# Exercise
Render the items below as a two-column CSV with the headers "prompt" and "reply", one row per item holding its text and its answer. Put each in one quoted field, replace line breaks with spaces, and leave the pictures out.

# Entries provided
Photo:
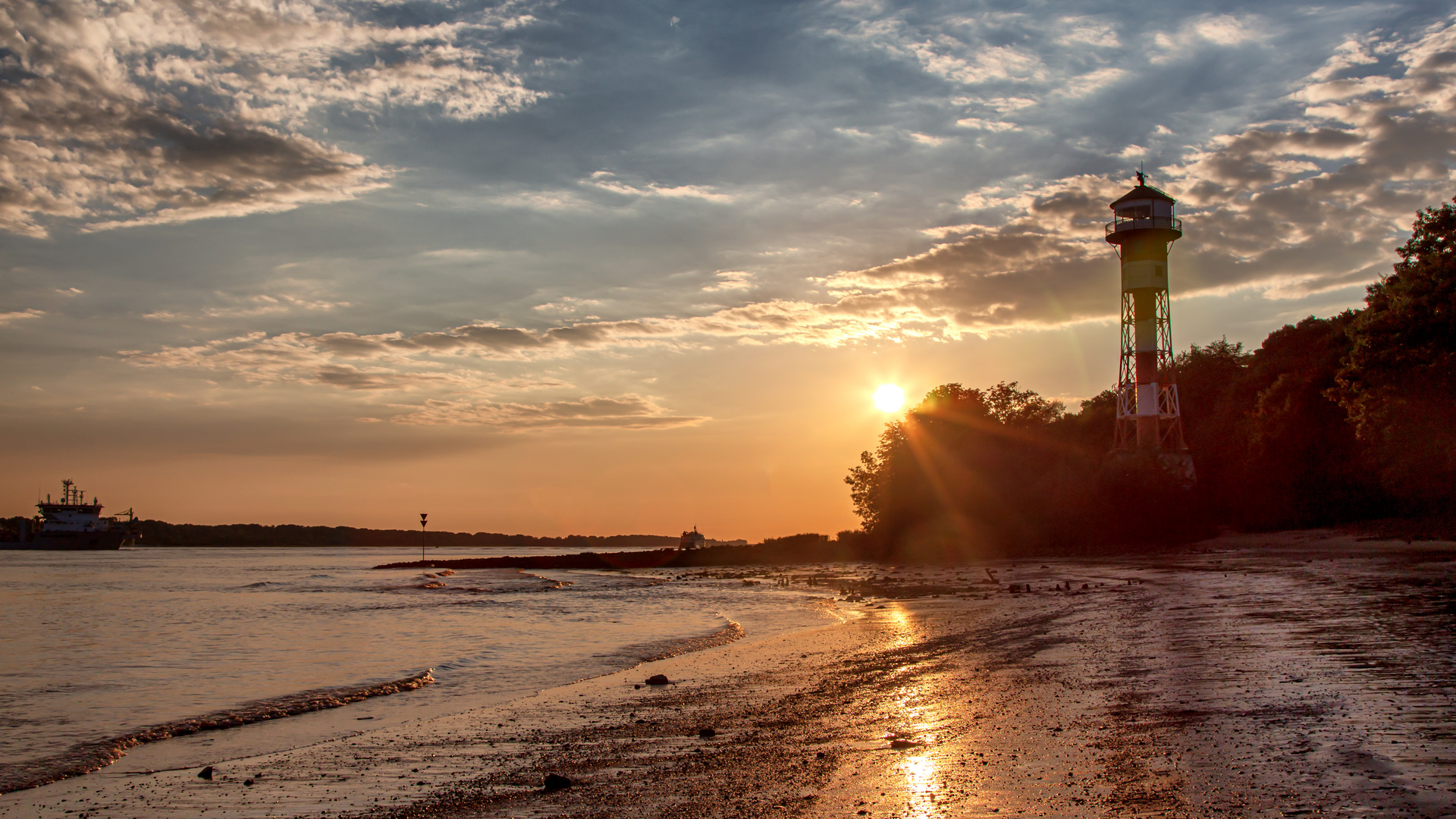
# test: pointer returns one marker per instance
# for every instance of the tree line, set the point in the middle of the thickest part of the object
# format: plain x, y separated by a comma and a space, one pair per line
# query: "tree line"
164, 534
1329, 420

# Written answer
prompt,reply
"Photo: # test: pointer returns one marker per instance # for every instance of the tree line, set the point in the middle of the thickest part of the object # format: plain x, y separated by a comma and a space, one pair per line # query: ""tree line""","164, 534 1329, 420"